• _Task statement_:
In the text on the tennis off season, what happens if a player's medical certificate is absent or invalid?

======== Document extract ========

What to do in the tennis off season

Off season is where we are today. It is 36 ° outside, and luckily we haven't any tournaments planned for the next few days. Any of our players would be in serious difficulties having to play in such conditions. It is a problem of water intake, of mineral balance, and of sunstroke. Whatever rigorous training you have undertaken, you cannot have prepared yourself for such extreme conditions.

Of course all competition players will have a medical certificate. This is an annually-issued document from the family doctor to authorise the player, medically, to take part in competition sport. The tournament referee is asked to examine this document, and won't let the player take part if the document is absent or invalid. This is a formality that everyone can agree with. But this also puts a certain medical responsability on the tournament referee. If conditions are unfit for play, such as this exceptional heat, he will have a difficult decision to make. Does he risk upsetting his tightly organised schedule for the sake of player safety? Does he look at the weather forecast for the next few days, and he'll see right now 30° + temperatures for the next five days at least, and come to an unpleasant compromise. Yes, there is a risk to players' health, but I must get my matches played.

======== Dataset records ========

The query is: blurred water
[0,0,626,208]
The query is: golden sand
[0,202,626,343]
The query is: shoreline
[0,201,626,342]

========

• _Result_:
The tournament referee won't let the player take part.